WHAT YOU NEED TO DO: How many lines in the entries below contain the string "cherry" with matching case? Reply with the number alone.

AVAILABLE RECORDS:

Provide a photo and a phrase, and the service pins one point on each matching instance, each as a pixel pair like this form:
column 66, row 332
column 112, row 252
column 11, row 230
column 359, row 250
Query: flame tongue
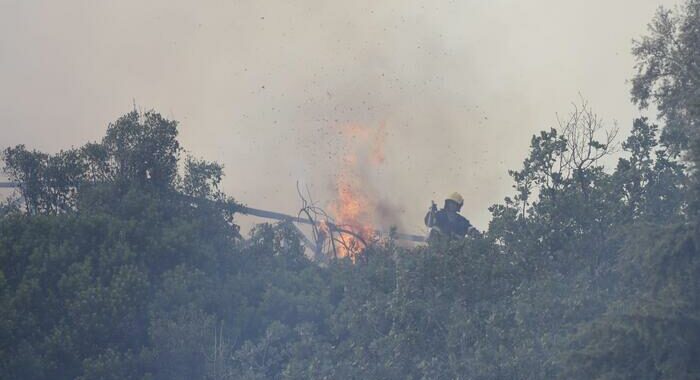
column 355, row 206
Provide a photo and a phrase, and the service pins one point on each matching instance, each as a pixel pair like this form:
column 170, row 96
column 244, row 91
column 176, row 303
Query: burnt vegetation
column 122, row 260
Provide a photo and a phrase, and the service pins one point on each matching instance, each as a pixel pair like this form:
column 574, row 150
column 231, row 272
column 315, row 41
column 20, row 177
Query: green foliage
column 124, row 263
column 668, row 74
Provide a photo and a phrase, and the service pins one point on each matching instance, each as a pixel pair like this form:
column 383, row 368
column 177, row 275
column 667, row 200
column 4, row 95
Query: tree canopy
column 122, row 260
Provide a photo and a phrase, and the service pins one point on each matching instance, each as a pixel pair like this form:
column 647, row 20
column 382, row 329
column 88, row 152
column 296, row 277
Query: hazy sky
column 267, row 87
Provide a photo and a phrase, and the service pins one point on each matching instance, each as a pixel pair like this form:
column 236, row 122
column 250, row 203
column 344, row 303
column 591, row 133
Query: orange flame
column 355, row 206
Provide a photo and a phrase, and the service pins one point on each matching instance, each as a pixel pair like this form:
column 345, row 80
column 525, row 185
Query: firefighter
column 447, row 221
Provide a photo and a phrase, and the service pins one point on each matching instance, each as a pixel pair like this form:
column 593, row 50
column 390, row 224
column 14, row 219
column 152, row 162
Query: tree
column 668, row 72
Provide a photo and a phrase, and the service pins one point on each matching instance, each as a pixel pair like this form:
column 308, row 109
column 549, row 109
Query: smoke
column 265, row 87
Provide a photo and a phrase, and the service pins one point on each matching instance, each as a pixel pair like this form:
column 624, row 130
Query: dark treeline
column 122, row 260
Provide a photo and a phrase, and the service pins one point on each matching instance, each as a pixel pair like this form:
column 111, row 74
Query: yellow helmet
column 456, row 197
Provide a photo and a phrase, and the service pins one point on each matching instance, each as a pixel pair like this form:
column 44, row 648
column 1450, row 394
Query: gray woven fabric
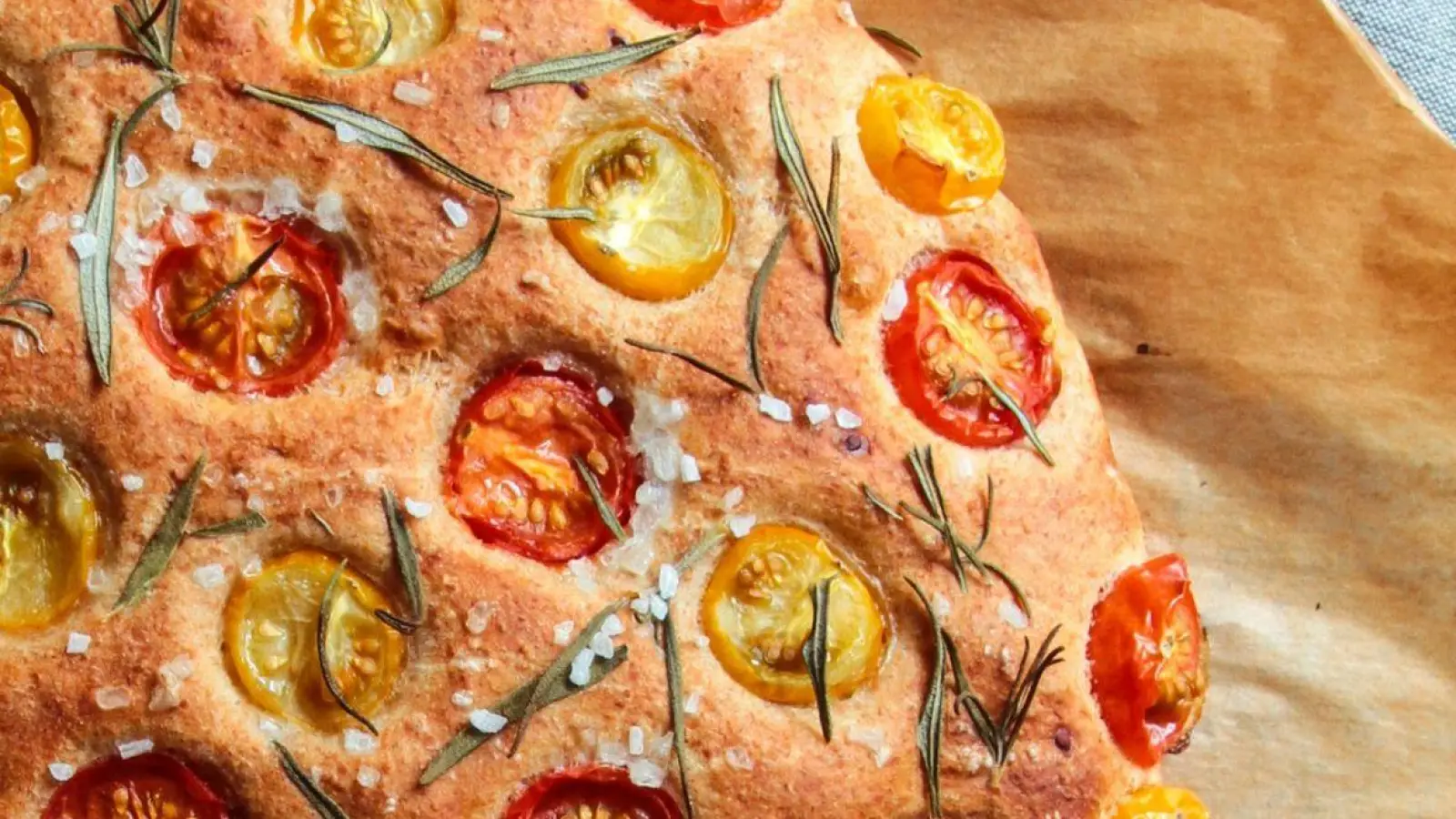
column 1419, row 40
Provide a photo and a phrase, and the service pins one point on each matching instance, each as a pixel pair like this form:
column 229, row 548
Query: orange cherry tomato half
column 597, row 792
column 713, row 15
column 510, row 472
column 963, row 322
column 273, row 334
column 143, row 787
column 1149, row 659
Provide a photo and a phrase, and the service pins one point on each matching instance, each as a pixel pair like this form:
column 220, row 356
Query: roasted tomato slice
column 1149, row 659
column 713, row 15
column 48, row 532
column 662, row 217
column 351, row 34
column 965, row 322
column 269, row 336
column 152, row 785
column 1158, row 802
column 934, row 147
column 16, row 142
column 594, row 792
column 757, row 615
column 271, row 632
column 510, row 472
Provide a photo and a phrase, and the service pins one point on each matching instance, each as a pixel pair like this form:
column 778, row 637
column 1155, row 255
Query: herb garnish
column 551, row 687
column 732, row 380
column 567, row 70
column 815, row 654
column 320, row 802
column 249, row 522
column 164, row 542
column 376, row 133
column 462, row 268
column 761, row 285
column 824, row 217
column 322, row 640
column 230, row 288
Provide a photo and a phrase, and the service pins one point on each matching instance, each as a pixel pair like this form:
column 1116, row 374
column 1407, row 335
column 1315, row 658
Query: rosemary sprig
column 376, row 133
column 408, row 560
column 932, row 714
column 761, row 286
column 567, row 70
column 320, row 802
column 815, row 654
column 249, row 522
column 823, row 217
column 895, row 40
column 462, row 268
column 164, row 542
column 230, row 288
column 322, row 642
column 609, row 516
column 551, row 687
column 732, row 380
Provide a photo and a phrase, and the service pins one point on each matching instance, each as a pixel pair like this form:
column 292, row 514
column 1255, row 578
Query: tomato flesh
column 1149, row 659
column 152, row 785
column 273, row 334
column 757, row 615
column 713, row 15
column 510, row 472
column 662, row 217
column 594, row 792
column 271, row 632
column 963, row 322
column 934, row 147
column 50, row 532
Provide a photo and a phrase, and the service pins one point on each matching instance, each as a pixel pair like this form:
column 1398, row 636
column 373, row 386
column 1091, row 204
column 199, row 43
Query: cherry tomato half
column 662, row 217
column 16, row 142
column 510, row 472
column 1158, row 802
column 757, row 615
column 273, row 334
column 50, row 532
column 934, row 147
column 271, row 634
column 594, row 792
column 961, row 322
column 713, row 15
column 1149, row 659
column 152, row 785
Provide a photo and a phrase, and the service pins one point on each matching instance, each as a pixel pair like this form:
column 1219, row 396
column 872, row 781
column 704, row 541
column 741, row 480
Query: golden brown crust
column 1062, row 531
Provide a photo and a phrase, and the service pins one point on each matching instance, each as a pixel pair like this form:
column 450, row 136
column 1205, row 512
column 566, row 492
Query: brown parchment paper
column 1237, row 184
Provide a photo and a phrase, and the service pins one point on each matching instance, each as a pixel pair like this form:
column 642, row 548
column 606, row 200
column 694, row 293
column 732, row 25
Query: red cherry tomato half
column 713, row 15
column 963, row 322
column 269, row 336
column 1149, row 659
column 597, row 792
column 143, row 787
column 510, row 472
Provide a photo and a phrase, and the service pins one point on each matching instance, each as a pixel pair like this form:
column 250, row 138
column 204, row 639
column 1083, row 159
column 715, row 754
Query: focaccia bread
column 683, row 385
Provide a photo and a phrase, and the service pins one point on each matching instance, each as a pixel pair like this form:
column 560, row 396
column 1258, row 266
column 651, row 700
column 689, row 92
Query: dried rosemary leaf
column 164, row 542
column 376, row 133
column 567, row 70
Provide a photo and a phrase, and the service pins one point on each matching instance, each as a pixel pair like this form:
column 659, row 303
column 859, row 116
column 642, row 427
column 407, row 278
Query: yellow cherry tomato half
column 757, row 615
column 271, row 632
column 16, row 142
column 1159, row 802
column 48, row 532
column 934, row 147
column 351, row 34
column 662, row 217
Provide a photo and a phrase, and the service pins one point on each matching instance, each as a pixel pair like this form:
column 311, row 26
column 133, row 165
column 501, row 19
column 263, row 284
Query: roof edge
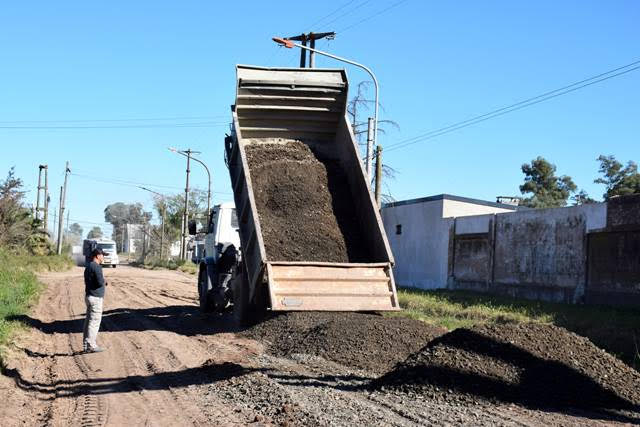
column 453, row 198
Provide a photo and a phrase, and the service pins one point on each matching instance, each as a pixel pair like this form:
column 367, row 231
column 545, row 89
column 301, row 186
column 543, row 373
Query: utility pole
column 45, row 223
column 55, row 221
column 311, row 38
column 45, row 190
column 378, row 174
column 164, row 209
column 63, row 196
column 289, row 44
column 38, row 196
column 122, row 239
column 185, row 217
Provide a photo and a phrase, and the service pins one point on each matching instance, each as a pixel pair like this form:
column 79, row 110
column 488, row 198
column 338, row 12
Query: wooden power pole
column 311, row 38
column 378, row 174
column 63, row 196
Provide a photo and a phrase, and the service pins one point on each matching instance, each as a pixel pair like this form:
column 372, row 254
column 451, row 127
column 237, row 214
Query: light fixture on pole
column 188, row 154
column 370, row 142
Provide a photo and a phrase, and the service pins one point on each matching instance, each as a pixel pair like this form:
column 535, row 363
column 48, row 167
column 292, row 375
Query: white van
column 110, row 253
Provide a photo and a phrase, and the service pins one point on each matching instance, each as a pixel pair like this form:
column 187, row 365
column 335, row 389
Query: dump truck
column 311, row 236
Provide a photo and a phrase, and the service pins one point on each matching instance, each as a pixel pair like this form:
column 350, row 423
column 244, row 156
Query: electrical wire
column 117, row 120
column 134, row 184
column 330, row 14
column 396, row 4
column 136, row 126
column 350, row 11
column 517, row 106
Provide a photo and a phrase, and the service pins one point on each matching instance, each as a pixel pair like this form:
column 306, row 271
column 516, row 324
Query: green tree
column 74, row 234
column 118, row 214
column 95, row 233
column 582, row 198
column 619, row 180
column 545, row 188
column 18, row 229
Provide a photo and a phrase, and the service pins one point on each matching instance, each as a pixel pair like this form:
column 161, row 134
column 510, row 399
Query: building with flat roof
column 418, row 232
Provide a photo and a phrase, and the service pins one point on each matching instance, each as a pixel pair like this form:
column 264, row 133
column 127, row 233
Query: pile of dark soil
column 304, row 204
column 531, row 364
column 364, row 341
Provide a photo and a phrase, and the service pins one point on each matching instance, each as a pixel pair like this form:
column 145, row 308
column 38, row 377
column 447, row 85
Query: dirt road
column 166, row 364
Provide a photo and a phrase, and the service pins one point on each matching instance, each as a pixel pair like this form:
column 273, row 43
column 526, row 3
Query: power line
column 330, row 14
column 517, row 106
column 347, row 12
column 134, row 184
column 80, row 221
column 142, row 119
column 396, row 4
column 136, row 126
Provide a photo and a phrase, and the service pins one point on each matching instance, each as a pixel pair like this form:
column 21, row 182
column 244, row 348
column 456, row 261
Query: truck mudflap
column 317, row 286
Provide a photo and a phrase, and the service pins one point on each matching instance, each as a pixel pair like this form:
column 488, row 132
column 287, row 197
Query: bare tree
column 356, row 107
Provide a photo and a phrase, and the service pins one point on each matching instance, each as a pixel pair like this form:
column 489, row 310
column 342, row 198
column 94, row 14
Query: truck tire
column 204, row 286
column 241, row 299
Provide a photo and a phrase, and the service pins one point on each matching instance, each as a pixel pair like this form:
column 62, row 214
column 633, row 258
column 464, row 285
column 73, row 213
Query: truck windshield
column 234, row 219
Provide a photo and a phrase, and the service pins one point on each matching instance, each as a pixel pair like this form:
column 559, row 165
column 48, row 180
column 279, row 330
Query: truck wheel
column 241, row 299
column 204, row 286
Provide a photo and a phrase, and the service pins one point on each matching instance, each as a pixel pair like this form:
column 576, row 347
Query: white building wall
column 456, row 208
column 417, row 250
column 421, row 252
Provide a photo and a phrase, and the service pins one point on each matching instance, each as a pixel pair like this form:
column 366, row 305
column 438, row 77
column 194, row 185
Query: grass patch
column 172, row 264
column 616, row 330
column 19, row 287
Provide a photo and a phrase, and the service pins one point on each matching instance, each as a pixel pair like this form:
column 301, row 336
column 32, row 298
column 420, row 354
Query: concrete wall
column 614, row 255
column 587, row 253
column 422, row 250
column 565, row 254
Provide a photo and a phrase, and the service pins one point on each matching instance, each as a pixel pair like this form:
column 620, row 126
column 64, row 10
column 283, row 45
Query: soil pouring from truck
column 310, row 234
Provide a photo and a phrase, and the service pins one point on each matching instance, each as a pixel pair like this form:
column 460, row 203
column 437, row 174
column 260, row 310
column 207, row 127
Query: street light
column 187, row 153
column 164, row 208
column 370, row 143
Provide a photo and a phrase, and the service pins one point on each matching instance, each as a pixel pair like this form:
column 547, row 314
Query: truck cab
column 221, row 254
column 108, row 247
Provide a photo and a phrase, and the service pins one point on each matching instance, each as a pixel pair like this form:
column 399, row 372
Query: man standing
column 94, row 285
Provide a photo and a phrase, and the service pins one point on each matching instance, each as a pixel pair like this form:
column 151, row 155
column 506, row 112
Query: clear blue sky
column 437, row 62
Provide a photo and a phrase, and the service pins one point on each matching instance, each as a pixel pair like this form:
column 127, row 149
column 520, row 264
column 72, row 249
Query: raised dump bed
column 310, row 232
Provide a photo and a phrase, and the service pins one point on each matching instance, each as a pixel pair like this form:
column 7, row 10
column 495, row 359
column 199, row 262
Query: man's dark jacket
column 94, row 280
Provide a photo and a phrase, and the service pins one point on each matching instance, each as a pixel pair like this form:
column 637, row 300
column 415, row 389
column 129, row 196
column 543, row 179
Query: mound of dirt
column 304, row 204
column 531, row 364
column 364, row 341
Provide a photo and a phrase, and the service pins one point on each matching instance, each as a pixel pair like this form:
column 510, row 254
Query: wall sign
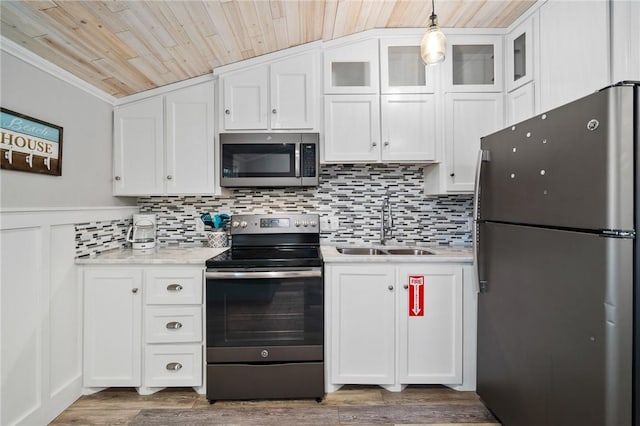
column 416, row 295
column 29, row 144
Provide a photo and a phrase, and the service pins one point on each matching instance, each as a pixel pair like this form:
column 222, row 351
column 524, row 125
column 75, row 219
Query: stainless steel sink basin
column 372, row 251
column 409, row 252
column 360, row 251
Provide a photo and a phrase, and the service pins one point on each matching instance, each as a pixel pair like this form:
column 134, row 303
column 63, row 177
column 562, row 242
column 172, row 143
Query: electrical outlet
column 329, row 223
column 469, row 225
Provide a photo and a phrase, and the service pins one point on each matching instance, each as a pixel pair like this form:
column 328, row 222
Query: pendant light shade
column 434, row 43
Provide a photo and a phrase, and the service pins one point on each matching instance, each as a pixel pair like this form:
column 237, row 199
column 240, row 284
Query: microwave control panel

FULL OUTPUT: 4